>>>>>
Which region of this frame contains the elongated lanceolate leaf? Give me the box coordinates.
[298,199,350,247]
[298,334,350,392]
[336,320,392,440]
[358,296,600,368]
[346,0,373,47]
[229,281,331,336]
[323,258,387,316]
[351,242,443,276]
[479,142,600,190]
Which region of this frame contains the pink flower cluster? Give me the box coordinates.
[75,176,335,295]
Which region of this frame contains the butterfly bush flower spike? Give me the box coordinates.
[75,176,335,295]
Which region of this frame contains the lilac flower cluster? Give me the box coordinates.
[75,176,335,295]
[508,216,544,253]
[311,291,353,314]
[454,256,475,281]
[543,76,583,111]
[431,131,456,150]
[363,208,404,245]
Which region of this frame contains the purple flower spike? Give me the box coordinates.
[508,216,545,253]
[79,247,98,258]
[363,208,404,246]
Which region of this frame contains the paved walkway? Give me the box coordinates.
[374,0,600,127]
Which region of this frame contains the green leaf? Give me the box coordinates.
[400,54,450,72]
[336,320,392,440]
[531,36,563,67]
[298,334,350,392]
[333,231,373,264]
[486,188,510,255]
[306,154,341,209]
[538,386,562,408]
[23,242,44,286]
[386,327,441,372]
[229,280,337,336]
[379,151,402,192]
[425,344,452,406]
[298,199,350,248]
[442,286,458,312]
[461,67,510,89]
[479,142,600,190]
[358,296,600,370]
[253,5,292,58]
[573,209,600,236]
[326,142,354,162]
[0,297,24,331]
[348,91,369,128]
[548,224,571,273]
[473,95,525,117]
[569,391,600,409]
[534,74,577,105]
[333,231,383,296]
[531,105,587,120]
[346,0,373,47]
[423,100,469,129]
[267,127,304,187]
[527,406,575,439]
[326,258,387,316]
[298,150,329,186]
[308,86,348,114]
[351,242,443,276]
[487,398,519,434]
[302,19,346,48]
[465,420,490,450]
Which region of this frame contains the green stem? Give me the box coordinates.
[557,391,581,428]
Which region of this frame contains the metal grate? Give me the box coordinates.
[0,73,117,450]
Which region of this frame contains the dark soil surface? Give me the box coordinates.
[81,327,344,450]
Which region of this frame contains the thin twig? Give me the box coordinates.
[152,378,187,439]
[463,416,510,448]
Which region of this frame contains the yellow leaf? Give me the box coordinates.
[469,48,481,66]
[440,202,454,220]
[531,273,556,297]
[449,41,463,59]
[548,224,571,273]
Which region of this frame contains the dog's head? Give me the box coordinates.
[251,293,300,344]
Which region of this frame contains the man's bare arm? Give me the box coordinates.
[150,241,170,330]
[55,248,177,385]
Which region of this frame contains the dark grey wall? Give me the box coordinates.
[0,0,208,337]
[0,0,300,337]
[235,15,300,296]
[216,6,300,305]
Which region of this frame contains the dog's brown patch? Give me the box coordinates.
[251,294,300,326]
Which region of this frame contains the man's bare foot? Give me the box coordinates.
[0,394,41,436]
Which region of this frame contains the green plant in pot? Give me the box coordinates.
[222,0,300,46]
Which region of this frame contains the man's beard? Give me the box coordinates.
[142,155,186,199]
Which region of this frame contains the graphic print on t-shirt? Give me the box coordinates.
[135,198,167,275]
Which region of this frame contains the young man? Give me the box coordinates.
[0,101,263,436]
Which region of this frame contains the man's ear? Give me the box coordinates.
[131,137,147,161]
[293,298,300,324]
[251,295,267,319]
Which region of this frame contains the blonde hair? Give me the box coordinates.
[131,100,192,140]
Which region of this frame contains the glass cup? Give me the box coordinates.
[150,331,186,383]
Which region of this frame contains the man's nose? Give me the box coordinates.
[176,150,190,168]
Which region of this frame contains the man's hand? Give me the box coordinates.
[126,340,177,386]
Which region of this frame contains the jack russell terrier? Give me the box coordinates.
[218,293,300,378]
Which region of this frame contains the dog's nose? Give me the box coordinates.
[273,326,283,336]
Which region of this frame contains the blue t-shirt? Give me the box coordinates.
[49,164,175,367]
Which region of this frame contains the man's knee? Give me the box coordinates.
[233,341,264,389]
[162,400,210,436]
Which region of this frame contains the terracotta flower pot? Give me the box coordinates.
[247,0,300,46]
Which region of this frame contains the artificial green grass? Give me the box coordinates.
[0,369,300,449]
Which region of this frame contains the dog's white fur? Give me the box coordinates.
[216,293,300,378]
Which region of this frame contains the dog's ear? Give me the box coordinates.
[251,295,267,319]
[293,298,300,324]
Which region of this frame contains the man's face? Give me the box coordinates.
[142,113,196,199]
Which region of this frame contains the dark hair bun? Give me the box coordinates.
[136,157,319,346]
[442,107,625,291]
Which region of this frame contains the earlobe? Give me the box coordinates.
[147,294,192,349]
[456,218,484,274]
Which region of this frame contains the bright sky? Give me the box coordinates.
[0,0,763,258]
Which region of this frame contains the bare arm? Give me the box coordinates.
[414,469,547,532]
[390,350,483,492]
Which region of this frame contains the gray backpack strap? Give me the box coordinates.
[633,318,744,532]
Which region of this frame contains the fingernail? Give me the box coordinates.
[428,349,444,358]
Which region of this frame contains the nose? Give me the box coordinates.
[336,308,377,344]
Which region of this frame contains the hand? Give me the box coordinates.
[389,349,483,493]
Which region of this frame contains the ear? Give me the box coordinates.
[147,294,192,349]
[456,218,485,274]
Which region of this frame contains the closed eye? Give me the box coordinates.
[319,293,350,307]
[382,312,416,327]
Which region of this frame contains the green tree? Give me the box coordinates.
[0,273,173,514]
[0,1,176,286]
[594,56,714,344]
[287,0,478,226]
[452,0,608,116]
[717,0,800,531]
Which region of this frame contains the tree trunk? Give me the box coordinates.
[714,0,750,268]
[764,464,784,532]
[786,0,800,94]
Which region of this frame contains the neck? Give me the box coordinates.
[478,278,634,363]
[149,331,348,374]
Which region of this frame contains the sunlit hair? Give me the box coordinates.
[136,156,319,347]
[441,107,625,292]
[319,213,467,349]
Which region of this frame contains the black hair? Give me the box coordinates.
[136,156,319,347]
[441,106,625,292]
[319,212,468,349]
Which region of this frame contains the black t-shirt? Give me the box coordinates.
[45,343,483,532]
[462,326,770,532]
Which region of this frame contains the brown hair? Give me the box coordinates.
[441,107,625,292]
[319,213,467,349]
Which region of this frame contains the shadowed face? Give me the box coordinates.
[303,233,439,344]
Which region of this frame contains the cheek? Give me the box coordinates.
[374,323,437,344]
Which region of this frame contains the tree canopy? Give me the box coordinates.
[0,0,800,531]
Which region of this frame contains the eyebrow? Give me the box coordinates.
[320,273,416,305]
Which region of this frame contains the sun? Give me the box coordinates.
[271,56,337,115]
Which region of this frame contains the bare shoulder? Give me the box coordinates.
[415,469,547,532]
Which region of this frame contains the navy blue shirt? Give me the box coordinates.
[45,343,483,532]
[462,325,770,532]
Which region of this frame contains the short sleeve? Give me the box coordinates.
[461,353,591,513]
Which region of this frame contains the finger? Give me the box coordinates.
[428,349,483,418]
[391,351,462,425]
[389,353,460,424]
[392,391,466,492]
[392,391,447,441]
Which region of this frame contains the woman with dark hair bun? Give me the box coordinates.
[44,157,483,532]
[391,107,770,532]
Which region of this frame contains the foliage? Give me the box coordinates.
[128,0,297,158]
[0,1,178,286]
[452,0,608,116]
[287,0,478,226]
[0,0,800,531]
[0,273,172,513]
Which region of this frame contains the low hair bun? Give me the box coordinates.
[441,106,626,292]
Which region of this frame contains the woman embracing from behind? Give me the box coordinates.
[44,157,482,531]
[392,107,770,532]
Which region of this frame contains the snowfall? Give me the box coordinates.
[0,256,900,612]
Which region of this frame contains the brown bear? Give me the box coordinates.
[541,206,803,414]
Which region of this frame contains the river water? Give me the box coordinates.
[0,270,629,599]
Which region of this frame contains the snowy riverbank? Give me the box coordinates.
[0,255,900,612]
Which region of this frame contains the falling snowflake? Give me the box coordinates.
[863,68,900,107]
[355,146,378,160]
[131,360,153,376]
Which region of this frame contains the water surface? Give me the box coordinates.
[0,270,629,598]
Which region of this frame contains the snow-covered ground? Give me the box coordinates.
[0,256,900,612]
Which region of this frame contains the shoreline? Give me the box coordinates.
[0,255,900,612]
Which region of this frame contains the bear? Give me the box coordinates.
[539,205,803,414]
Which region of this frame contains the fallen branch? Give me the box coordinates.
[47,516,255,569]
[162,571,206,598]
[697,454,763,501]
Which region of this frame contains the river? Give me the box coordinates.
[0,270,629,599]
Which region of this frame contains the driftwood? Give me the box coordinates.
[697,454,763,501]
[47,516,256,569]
<<<<<
Output the data from the line containing "Which region of this frame contains the gray" through the line containing "[389,349,483,493]" as a JSON list of strings, one string per line, with blank lines left out.

[
  "Which region of this frame contains the gray backpack strap? Give me the box coordinates.",
  "[633,318,744,532]",
  "Which region of this frame contains the fingernail? Give me the box coordinates.",
  "[428,349,444,358]",
  "Which region of this frame contains the nose? Give me the box coordinates.",
  "[336,308,377,344]",
  "Which region of this frame contains the hand? Give me the box coordinates.",
  "[389,349,483,493]"
]